▶ [やること]
• A. 「甚六」の語源をめぐる本文から、「特別なことは言えませんが、ろ」から「は当て字(代替)になります。」までをそのまま抜き出す。
• B. 「甚六」の語源をめぐる本文の続きを、最後の文の後から書く。
═══ 本文 ═══
特別なことは言えませんが、ろくでなしという言葉もありますね。また惣領の甚六という言い方もあって長男はとかくあまり気が効かないというような意味ですね。六にまつわることがこれほど深いものだとは気が付きませんでした。

この回答への補足

甚六は、「ろくでなし(六でなし)」には読めないですね。甚平(甚兵衛)は陣ジンかも、甚句は、「地の句」「神供(じんく)」なのかもしれないけれど、順句の方が、なんとなくの気がします。いずれにしても、甚六は「ろくでなし」を捩ったような感じがしません。親の世録(せろく)を継ぐ順にある扱い「順録(じゅんろく)」がなまったということならば、六は当て字(代替)になります。
═══ 提供資料 ═══
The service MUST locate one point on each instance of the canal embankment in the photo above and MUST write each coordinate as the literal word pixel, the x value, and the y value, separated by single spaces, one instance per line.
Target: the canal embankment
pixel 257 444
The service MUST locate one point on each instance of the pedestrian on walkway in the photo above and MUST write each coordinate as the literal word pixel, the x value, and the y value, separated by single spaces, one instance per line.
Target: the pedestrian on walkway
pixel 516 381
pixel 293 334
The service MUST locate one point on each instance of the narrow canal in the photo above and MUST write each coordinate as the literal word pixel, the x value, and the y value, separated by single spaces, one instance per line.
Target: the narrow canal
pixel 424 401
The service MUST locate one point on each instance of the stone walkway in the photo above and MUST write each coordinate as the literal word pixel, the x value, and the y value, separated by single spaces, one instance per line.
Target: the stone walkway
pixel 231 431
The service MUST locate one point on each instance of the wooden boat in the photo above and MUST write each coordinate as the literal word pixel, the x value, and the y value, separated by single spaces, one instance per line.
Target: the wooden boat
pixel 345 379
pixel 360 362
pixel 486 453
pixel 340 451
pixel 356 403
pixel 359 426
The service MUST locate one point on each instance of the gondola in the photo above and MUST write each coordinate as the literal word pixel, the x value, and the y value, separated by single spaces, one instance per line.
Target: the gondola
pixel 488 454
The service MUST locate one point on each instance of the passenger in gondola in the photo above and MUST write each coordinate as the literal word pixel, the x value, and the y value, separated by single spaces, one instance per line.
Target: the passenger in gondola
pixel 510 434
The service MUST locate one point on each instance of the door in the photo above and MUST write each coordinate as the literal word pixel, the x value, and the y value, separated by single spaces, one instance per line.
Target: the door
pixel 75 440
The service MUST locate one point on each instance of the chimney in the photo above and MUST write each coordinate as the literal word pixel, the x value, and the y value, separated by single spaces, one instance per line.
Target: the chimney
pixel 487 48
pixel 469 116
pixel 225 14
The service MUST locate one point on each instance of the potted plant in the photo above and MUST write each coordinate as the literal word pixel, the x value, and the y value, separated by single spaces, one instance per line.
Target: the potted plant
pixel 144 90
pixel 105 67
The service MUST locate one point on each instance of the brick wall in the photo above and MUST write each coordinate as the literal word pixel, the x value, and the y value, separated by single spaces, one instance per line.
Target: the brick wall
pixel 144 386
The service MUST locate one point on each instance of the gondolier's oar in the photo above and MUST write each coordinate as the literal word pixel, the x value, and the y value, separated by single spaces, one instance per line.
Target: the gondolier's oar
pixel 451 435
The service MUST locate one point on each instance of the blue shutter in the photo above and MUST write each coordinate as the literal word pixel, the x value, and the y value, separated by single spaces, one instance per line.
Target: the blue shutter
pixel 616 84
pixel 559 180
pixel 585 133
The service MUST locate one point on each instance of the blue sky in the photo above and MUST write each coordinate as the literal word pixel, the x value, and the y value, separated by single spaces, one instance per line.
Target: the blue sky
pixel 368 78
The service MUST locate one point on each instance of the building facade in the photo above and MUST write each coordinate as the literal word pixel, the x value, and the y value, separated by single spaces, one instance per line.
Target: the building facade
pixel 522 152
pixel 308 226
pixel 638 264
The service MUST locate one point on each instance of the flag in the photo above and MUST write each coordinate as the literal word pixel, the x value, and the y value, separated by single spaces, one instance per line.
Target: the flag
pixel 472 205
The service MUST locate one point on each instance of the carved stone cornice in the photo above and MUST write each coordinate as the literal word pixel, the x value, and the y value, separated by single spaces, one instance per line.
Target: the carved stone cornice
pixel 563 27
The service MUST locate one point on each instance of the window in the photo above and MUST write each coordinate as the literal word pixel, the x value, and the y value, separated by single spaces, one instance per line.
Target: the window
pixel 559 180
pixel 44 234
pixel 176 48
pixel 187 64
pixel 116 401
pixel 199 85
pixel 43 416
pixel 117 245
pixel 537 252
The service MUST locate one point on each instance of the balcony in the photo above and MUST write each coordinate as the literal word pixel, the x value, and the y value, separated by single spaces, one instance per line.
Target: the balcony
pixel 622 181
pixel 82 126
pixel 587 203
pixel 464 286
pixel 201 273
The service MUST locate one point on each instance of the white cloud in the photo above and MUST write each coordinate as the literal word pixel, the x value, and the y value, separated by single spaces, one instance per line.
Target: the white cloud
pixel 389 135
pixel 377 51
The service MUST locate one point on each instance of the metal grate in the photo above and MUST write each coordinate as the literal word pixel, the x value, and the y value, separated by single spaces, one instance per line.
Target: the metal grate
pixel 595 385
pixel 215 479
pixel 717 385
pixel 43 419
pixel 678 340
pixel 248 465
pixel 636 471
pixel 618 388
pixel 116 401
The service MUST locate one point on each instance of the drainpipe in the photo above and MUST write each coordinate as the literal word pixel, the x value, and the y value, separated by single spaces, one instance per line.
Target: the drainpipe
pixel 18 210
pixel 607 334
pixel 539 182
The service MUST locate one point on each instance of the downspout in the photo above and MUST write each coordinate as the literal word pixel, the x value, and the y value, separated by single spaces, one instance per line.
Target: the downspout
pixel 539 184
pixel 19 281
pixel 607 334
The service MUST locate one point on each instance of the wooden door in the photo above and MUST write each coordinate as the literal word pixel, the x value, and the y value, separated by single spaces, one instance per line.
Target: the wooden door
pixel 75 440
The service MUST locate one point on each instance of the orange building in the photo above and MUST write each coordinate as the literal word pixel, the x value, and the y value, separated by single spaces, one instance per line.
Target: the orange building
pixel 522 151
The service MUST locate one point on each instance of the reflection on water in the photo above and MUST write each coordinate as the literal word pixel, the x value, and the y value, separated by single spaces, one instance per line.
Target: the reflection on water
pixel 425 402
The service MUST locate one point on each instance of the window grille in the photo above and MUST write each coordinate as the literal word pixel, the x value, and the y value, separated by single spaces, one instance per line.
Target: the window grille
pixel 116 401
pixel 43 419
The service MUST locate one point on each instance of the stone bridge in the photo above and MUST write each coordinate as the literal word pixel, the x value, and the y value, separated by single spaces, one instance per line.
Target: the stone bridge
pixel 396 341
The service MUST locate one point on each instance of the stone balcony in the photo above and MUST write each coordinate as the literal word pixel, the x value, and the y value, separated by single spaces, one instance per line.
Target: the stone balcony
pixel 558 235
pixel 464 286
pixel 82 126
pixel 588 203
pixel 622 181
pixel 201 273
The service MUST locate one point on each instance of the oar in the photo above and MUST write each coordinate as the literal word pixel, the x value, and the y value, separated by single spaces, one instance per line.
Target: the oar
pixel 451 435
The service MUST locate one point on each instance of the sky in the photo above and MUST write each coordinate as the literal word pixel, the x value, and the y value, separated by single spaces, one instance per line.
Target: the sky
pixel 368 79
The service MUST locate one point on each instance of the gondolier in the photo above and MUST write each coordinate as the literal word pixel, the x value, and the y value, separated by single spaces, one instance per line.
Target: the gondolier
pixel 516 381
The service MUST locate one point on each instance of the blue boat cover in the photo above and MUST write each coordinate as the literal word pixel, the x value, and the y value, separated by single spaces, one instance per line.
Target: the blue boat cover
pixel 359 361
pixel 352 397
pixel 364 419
═══
═══ 提供資料 ═══
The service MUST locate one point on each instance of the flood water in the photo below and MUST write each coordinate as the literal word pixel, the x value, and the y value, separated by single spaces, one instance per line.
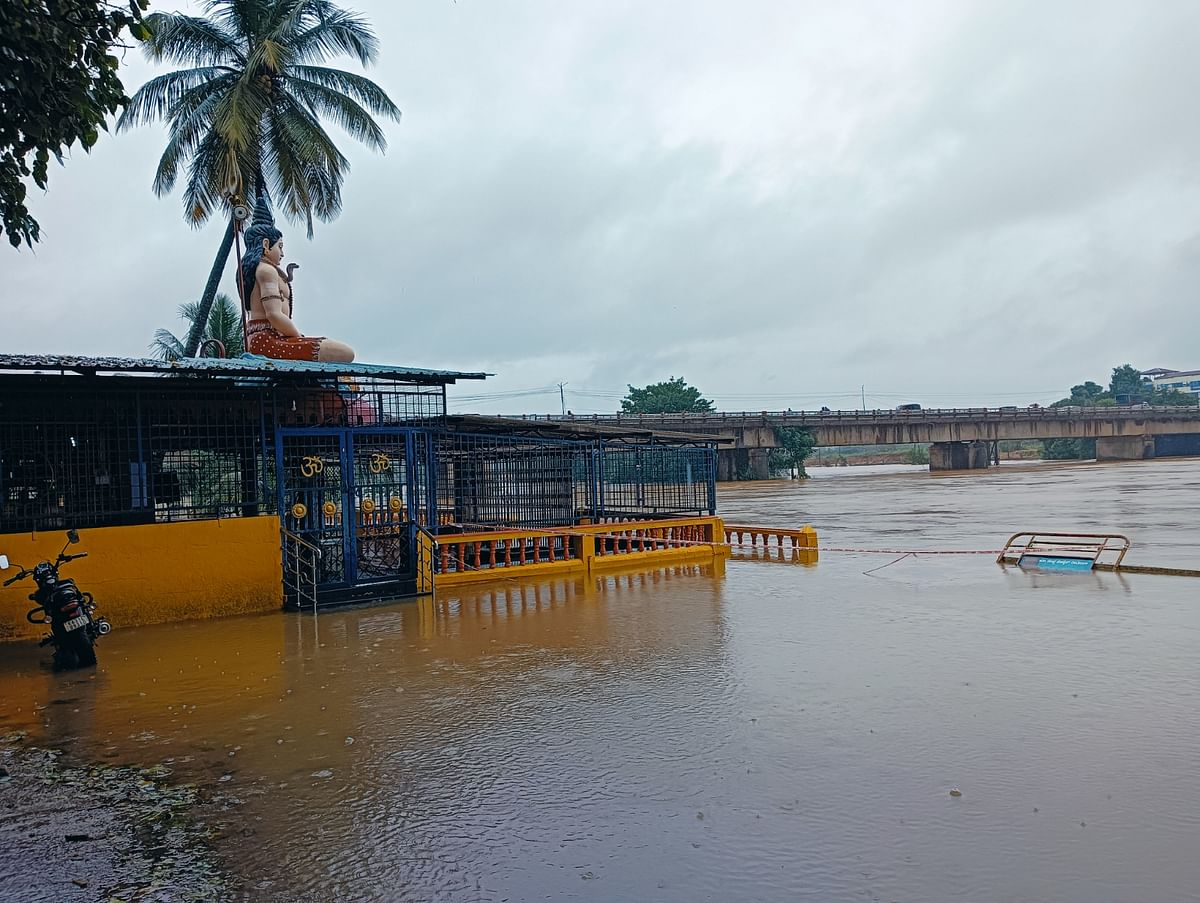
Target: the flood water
═══
═══ 提供資料 ═══
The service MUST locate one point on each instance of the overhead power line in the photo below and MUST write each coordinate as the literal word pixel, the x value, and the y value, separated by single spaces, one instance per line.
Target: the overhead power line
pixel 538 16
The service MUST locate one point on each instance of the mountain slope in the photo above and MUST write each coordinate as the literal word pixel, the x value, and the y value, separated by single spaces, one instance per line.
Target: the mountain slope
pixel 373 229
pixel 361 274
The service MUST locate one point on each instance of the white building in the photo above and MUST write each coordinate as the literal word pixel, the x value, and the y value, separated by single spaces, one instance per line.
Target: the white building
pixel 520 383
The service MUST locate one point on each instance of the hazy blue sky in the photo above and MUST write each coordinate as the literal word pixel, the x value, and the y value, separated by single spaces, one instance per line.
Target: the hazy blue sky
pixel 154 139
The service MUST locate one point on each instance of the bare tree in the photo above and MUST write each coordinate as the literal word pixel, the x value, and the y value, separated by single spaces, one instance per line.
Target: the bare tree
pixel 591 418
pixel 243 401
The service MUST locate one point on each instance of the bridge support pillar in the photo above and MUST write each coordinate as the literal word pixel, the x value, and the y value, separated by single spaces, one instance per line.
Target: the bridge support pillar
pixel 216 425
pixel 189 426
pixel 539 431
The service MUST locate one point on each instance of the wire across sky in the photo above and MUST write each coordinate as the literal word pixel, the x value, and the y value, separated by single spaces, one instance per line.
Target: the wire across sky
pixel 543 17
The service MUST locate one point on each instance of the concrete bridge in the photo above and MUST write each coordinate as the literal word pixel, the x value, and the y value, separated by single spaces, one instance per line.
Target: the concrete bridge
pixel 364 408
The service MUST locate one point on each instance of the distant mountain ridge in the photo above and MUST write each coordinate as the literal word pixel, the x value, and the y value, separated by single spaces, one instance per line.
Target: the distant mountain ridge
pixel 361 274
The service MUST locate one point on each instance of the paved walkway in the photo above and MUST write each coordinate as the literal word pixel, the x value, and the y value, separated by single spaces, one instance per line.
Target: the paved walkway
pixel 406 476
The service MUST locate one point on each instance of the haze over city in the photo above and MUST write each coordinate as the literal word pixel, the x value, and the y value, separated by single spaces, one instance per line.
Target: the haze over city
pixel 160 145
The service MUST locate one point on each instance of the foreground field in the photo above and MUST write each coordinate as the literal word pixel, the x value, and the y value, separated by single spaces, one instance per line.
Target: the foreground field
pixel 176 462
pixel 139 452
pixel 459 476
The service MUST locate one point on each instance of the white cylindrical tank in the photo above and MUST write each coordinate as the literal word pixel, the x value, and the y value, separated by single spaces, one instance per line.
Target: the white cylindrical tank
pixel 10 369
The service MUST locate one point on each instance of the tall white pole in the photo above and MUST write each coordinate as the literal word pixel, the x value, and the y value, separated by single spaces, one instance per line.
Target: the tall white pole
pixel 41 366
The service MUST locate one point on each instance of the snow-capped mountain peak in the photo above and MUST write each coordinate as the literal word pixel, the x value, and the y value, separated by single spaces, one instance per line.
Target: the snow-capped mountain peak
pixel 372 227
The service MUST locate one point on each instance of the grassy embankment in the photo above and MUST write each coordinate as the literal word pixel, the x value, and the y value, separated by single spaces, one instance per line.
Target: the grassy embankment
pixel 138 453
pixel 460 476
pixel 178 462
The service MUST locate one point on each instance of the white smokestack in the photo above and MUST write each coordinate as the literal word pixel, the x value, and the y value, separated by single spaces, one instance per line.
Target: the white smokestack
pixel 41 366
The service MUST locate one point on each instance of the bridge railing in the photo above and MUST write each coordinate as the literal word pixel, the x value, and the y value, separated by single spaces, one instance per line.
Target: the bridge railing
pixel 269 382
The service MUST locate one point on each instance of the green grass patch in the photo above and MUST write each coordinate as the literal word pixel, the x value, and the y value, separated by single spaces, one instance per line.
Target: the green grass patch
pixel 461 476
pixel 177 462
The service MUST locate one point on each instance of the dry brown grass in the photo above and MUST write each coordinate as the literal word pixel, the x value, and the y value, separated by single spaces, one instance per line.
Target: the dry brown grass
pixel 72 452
═══
▶ [課題別の回答]
• A.
特別なことは言えませんが、ろくでなしという言葉もありますね。また惣領の甚六という言い方もあって長男はとかくあまり気が効かないというような意味ですね。六にまつわることがこれほど深いものだとは気が付きませんでした。

この回答への補足

甚六は、「ろくでなし(六でなし)」には読めないですね。甚平(甚兵衛)は陣ジンかも、甚句は、「地の句」「神供(じんく)」なのかもしれないけれど、順句の方が、なんとなくの気がします。いずれにしても、甚六は「ろくでなし」を捩ったような感じがしません。親の世録(せろく)を継ぐ順にある扱い「順録(じゅんろく)」がなまったということならば、六は当て字(代替)になります。

• B.
ろくでなし(六でなし・陸でなし・碌で無し)で、「碌は当て字で、本字は陸」と国語辞典や日本語辞典には説明されていますが、根拠がわかりません。角川漢和中辞典には碌で「石の青い色」、碌碌で「平凡で役に立たない様、独立心がなく人に付き従う様、小さい石の形、車の音」とあり、大修館廣漢和では碌で「石の様、石の多い様、石の青い色」、碌は録に通じて作る(石が多い)とか、碌は石が多く地面が平でないなどの説明もあります。 陸は「石がなく土で出来た高い平らな土地、大きな丘、陸路、高い、睦む」などのようです。大修館廣漢和では、陸(ろく)を日本語では「ものの形の凸凹高低がなく正しいこと、まじめなこと、当たり前のこと」と説明もされています。碌でも陸でも六で通用させる、六を間違いの生じないように陸と書くのはわかります。碌で無しという表記は見ても、陸で無しという表記を私はあまり見たことがないです。また「ろくでなし、ろくでもねぇ」は、間違っているとか、正当でない、凸凹しているというよりは、役立たず、無価値のような利便性・有用性に関する表現のように私は使うと思っていて、陸(ろく)でないでは意味がおかしくなるような気もします。元来は陸で無しと書いたが、そのうち碌で無しと誤記されるようになったとは想像しにくいです。 
日本語で「六、ろく」を普通名詞や名前に使うときは、何を考えているのでしょう。